- **Exercise requirements**: Please return the records below exactly as they stand.
[The data Boundary: Start]
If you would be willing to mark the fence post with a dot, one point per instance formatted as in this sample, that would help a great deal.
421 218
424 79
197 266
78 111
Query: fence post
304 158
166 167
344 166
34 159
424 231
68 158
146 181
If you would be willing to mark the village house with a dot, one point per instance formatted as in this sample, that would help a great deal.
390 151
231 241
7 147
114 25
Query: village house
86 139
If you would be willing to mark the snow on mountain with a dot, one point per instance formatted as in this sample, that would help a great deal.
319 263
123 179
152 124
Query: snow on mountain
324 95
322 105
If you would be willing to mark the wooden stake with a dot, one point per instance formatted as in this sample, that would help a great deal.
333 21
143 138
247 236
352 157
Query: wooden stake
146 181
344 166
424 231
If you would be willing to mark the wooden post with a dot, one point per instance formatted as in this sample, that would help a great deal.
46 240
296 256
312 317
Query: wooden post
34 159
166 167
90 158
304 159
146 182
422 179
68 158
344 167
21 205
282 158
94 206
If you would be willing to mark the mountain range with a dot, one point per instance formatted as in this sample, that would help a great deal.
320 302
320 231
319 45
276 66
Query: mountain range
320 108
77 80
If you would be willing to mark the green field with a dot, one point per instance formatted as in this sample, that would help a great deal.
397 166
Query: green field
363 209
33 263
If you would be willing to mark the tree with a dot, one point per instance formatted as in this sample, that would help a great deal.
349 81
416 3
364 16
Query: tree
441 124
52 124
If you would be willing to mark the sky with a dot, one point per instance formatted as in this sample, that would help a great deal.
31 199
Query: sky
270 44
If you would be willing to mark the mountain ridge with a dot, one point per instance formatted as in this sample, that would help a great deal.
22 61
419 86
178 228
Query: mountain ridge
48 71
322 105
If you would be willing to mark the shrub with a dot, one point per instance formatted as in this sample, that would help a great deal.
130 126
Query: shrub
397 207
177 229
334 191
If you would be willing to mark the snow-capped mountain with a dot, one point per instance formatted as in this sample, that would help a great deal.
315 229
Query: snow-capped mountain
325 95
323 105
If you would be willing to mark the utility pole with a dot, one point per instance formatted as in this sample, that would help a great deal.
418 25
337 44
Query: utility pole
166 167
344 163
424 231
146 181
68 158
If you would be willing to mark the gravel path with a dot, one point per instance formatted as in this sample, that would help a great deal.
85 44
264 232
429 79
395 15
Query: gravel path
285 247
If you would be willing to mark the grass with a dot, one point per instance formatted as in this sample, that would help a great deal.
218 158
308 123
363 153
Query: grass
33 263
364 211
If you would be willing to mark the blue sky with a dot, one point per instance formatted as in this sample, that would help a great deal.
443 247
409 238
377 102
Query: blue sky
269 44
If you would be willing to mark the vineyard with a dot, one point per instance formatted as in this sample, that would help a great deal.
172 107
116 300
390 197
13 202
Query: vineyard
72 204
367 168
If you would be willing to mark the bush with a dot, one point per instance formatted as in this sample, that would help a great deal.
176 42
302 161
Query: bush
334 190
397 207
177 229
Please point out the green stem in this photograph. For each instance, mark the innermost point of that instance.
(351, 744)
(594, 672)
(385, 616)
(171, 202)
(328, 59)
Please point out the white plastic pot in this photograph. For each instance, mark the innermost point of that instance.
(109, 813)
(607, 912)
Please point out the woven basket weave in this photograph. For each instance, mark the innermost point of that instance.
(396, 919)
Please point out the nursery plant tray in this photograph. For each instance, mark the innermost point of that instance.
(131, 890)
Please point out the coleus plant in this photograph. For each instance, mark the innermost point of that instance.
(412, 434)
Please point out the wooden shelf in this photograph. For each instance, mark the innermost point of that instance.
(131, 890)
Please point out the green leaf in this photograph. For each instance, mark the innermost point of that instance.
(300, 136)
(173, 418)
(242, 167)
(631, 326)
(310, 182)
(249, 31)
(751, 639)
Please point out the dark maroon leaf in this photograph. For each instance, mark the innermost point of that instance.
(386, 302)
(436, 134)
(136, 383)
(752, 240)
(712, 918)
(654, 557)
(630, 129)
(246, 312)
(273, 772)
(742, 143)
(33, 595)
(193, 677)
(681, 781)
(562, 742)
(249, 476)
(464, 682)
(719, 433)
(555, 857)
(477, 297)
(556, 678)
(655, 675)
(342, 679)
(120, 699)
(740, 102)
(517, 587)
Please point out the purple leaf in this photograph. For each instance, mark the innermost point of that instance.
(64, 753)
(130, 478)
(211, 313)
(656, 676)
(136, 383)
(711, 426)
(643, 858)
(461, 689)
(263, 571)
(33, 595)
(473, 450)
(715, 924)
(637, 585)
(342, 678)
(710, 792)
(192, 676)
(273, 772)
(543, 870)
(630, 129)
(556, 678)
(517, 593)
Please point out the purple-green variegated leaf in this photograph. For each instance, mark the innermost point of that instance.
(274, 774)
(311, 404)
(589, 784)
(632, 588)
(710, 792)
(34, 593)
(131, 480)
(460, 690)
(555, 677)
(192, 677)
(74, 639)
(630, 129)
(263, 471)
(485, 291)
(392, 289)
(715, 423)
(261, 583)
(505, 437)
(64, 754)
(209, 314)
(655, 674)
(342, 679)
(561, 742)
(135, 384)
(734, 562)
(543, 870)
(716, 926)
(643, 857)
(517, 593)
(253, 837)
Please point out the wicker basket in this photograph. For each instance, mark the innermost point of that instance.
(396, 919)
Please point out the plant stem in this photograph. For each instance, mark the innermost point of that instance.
[The data Boundary: End]
- **Expected answer**:
If you would be willing to mark the fence post with a dot, one point per instance formatted as in this sample, that would help a great deal.
421 218
424 79
197 266
78 111
Query: fence post
304 158
166 167
344 166
34 159
424 231
68 158
146 181
If you would be willing to mark the village house with a dot, one point per instance formatted as in this sample, that would help a great deal.
390 151
231 241
7 147
114 25
Query: village house
86 139
If you would be willing to mark the snow on mountain with a dot, one point per instance formatted as in this sample, that would help a great deal.
319 263
123 179
152 124
Query: snow on mountain
324 95
322 105
If you would be willing to mark the wooden stake with a dot, one point per instance formatted as in this sample, that would help a great deal.
333 21
143 138
247 236
352 157
Query: wooden stake
146 181
344 166
424 231
If you would be willing to mark the wooden post with a dot, one point per instance formatted as in this sample, that would help a great deal.
46 240
296 256
312 317
Query: wooden post
34 159
166 167
90 158
304 159
146 182
422 179
68 158
344 167
21 205
282 158
94 206
If you would be willing to mark the mountain range with a dot, one point per instance formatted as in this sample, that would help a great deal.
320 302
320 231
319 45
276 66
Query: mountain range
320 108
77 80
If you would be willing to mark the green field with a dot, one point per instance formatted as in this sample, that would help a great deal.
397 166
Query: green field
363 209
33 263
If you would be willing to mark the tree with a dot, one point per instance formatted as in this sample, that would help a great deal.
349 81
416 3
364 16
Query: tree
441 124
52 124
If you would be willing to mark the sky with a dot, one point per instance formatted as in this sample, that would help a great deal.
31 199
Query: sky
270 44
If you would be willing to mark the mountain ridge with a dot, one point per instance formatted as in this sample, that would help a great deal.
22 61
419 86
178 228
Query: mountain ridge
48 71
322 105
If you would be willing to mark the shrub with a dot, one point per instance formatted as in this sample, that would help a great deal.
130 126
Query: shrub
397 207
177 229
334 191
If you would be willing to mark the snow-capped mountain with a dot, one point per instance formatted as in this sample, that would help a great deal.
315 229
Query: snow-capped mountain
325 95
323 105
If you would be willing to mark the utility pole with a dot, one point per instance formatted as in this sample, that would help a great deal.
418 25
337 44
Query: utility pole
166 167
344 163
424 231
146 181
68 158
If you would be willing to mark the gravel path with a dot, one point per instance formatted as in this sample, that would help a great deal.
85 44
264 232
429 79
395 15
Query: gravel path
285 247
If you would be willing to mark the grass with a dot, one point per instance formatted as in this sample, that would help a great deal.
218 158
308 123
363 153
Query: grass
33 263
364 211
If you would be willing to mark the blue sky with a dot, one point per instance formatted as in this sample, that would help a great deal.
443 247
409 238
377 102
Query: blue sky
269 44
If you would be willing to mark the vineyard with a dot, one point per instance formatted as in this sample, that would help a great deal.
172 107
116 300
390 197
13 202
Query: vineyard
72 204
367 168
If you would be willing to mark the bush with a dot, one point per instance formatted as in this sample, that would help a great deal.
176 42
302 161
Query: bush
334 190
397 207
177 229
Please point out the green stem in this photograph. For each instance, mark the innermost point of that instance.
(351, 744)
(594, 672)
(385, 616)
(171, 202)
(328, 59)
Please point out the white plastic pot in this photograph. For each instance, mark the innermost point of that instance.
(109, 813)
(607, 912)
Please point out the woven basket weave in this photograph. For each instance, mark the innermost point of that instance.
(396, 919)
Please point out the nursery plant tray in this photograph. For each instance, mark the innermost point of that instance.
(131, 890)
Please point out the coleus plant in this photograph. For each instance, mark the innermost point of that instance.
(412, 434)
Please point out the wooden shelf in this photograph. For each instance, mark the innermost point of that instance.
(131, 890)
Please point out the green leaf in this photograph. For each instance, mark the innermost point of that instance.
(300, 136)
(173, 418)
(242, 167)
(631, 326)
(310, 182)
(249, 31)
(751, 639)
Please point out the dark maroon leaf in this photograph. For each instance, mark the innermost point of that instance.
(386, 302)
(436, 134)
(136, 383)
(752, 240)
(712, 918)
(654, 557)
(630, 129)
(246, 312)
(273, 772)
(742, 143)
(33, 595)
(193, 677)
(681, 781)
(562, 742)
(249, 476)
(464, 682)
(719, 433)
(555, 857)
(477, 297)
(556, 678)
(655, 675)
(342, 679)
(120, 699)
(740, 102)
(517, 587)
Please point out the purple leaf in this photograph. For each instance, mark the innermost point of that instance.
(64, 753)
(130, 478)
(211, 313)
(656, 676)
(136, 383)
(711, 426)
(643, 858)
(461, 689)
(263, 571)
(33, 595)
(473, 450)
(715, 924)
(637, 585)
(342, 678)
(710, 792)
(192, 676)
(273, 772)
(543, 870)
(630, 129)
(556, 678)
(517, 593)
Please point out the purple-green variegated leaf in this photograph. For each instance, mark the innermost point of that instance.
(274, 774)
(311, 404)
(589, 784)
(632, 588)
(710, 792)
(34, 593)
(131, 480)
(460, 690)
(555, 677)
(192, 677)
(74, 639)
(630, 129)
(263, 471)
(485, 291)
(392, 289)
(715, 423)
(261, 583)
(505, 437)
(64, 754)
(209, 314)
(655, 674)
(342, 679)
(561, 742)
(135, 384)
(734, 562)
(543, 870)
(716, 926)
(643, 857)
(517, 593)
(253, 837)
Please point out the wicker basket in this photograph. For each instance, mark the innermost point of that instance.
(396, 919)
Please point out the plant stem in this photograph. For each instance, mark the innermost point of that instance.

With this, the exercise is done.